| Excerpted data |

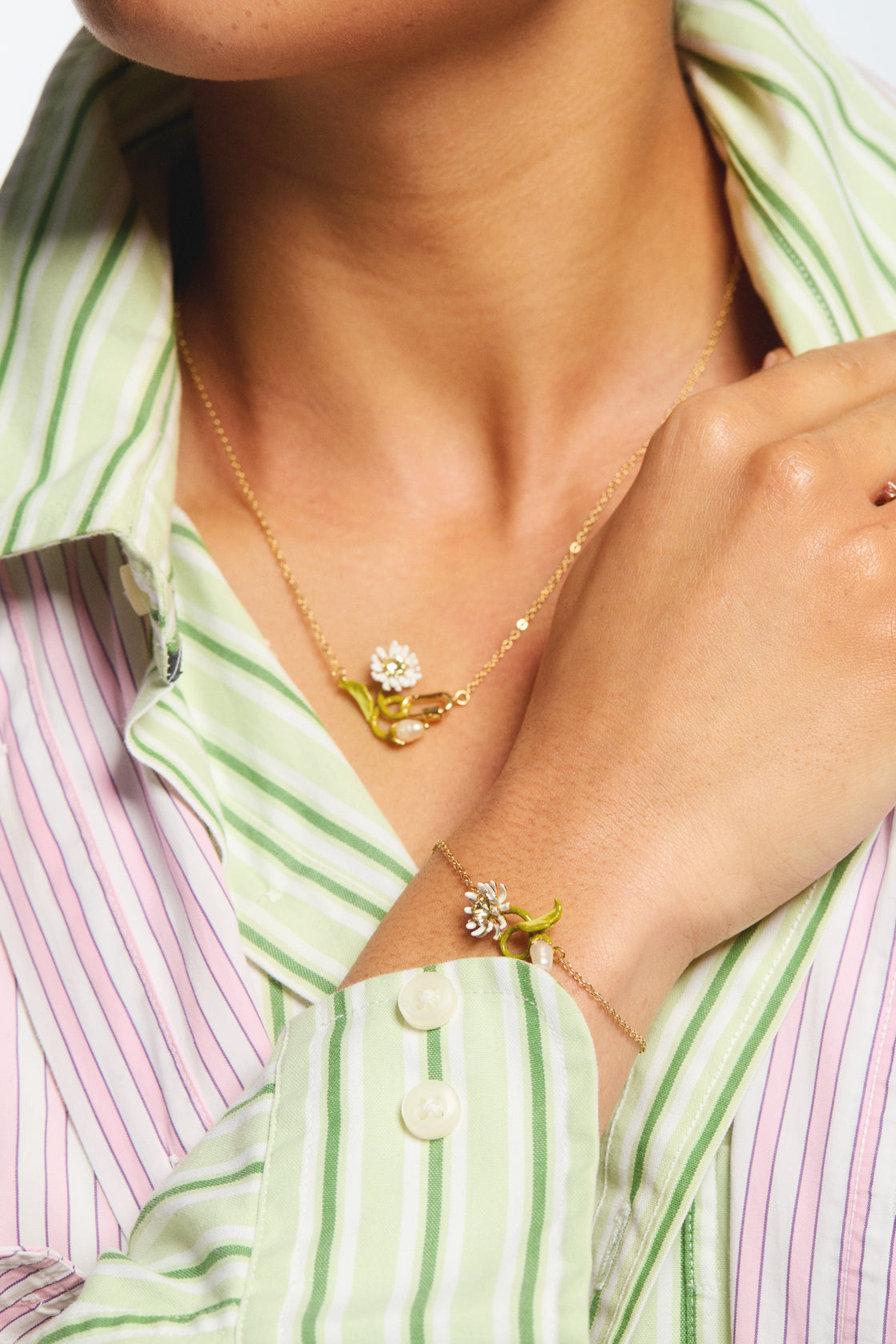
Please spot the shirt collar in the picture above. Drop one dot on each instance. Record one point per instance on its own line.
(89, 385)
---
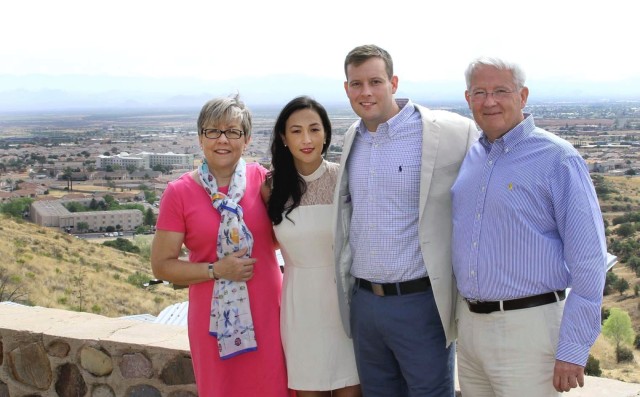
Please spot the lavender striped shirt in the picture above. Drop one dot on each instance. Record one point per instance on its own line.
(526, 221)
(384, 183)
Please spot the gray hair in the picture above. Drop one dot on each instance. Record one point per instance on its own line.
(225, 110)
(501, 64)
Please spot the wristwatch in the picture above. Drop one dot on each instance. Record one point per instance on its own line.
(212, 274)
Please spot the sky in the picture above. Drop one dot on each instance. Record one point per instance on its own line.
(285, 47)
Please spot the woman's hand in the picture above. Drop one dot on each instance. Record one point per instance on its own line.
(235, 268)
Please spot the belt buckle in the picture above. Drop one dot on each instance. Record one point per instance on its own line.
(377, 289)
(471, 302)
---
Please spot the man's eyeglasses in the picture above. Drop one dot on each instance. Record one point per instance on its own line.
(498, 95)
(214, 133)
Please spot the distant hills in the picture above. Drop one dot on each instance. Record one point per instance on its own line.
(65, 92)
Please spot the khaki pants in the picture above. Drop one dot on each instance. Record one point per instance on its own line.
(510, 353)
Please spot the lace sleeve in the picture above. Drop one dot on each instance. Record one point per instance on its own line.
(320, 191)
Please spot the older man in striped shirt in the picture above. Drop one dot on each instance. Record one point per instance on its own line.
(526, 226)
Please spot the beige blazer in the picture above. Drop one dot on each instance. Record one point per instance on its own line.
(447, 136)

| Short exercise |
Tally the lines of the material above that contain the string "shirt". Reply with the number alone.

| Result of this exercise |
3